Beyond new locations, Del Taco plans to apply the fresh design to current restaurants as a remodeling opportunity.

“First and foremost, we needed a design that was going to support our aggressive growth goals,” Billy Jensen, an operating partner of Jetz Foods, a multi-unit franchise group in the Southeast, said in a statement. “In site selection, a ‘one-size-fits-all’ model doesn’t work because every market is different.”

Cappasola noted in October Del Taco’s prototype would give it a “real concept” to consider as it hunts real estate, company and franchise, in the next three to five years.

A key unlock, as mentioned before, is the ability to get into real estate outlets like conversions and smaller parcels of land. In turn, opening infill scenarios that it couldn’t penetrate before with standard drive-thru prototypes.

Similar to Starbucks’ and Chipotle’s recent portfolio diversification, it allows the brand to rethink what a saturated market truly looks like. And that’s going to become a more frequent talking point as COVID clears and store closures leave conversion-ready real estate behind.
####
WHAT IS REQUIRED - Pick up the Del Taco restaurant design passage after its last sentence and continue it. The rows that follow are separate material and have nothing to do with the Del Taco passage.

DATA PROVIDED -
####
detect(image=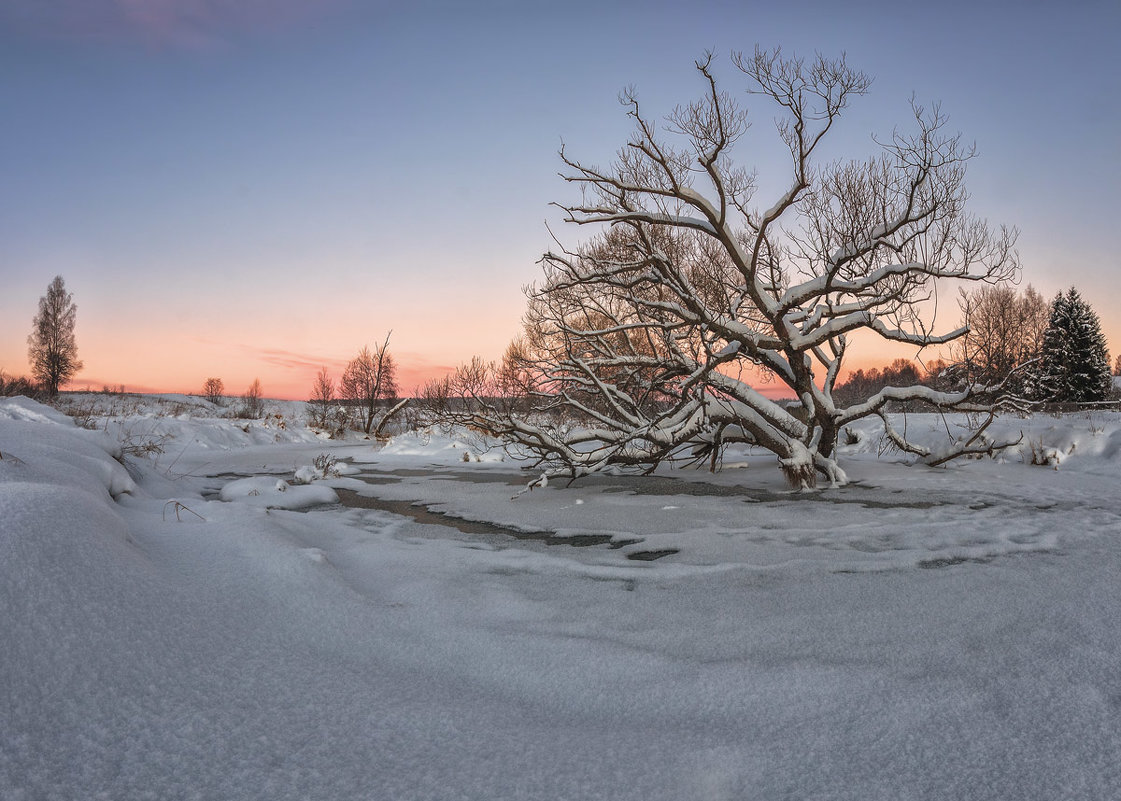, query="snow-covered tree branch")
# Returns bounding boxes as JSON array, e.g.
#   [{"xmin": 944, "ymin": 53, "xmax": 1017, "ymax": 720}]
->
[{"xmin": 443, "ymin": 49, "xmax": 1019, "ymax": 487}]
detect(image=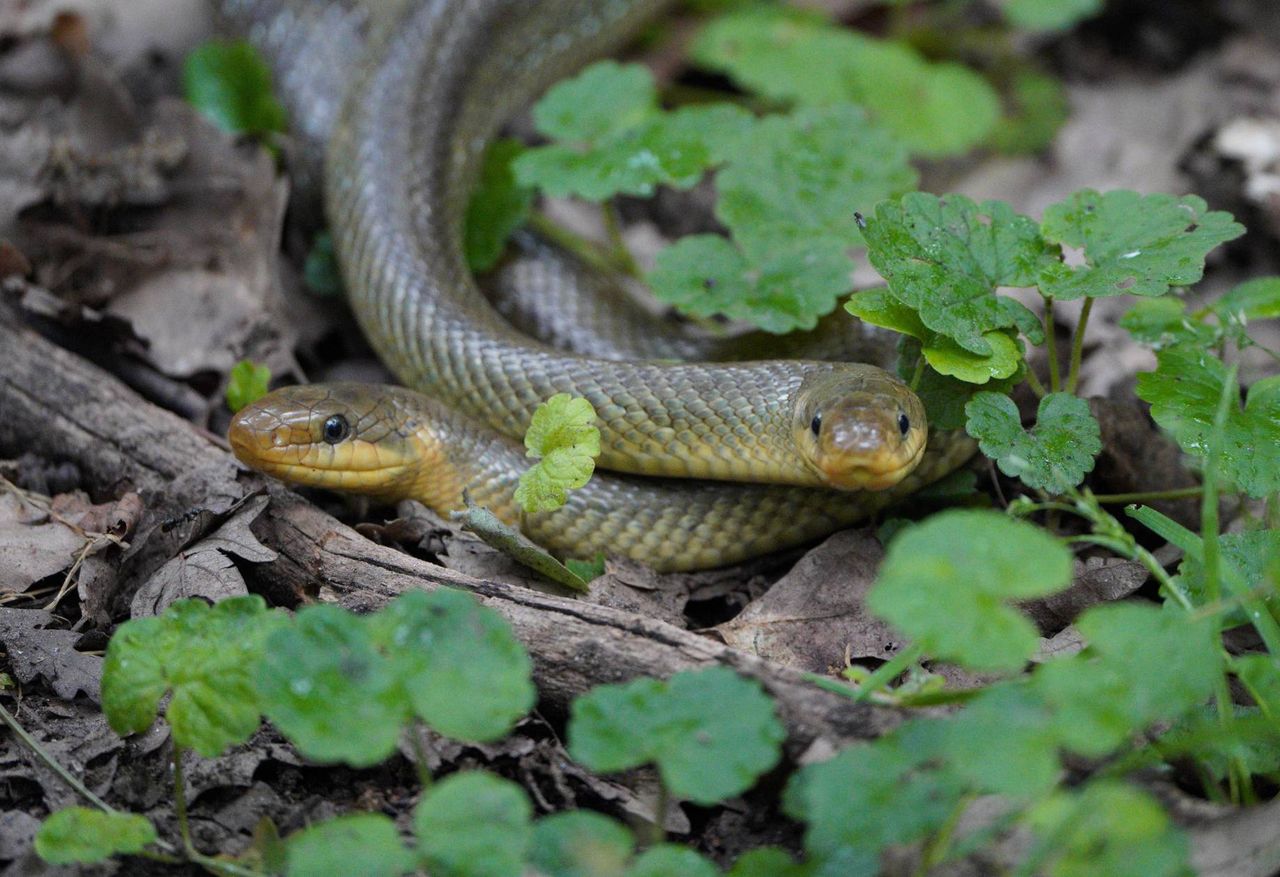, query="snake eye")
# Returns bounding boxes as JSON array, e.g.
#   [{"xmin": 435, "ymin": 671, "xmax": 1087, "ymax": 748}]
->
[{"xmin": 321, "ymin": 414, "xmax": 351, "ymax": 444}]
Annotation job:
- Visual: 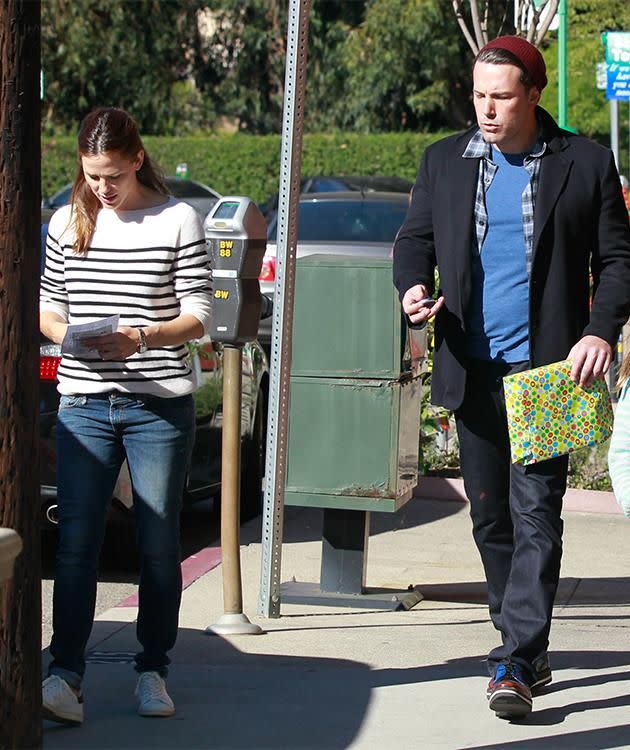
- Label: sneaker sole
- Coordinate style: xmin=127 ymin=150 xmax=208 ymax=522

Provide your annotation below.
xmin=42 ymin=706 xmax=83 ymax=727
xmin=488 ymin=690 xmax=532 ymax=719
xmin=138 ymin=708 xmax=175 ymax=719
####
EXPECTED ANSWER -
In Chipotle’s case, the company said in December it was planning a “Chipotlane”-only restaurant in Kansas City. Previously, Chipotle viewed the older market as mature and even on the verge of bursting. But digital gains gave Chipotle a chance to reimagine trade areas and how it could serve guests without relying on its historic real estate lineup.

The same is true of the brand’s digital-only “Chipotle Digital Kitchen” located just outside the gate of the military academy in Highland Falls, New York. The military academy nearby created a heavy delivery, order-ahead, and pickup proposition—a trade area Chipotle would have ignored if not for the fresh model.

Del Taco completed four remodels at the end of 2019, beginning of 2020, with a focus on consumer-facing elements. It saw compelling top-line results, but paused due to COVID. Four were scheduled for Q4. Again, centering on streamlining costs, minimizing downtime, and optimizing guest-facing elements.

At the end of Q3, company dining rooms remained closed, but Del Taco said it was able to make up for lost traffic through off-premises gains.

The restaurant plans to lean even further in 2021 by placing employees outside near drive-thru lanes to enhance throughput at high-volume stores. The chain wants to also leverage the performance of its delivery channels and app to test curbside pickup and develop more bundles to grow its share of party-size occasions.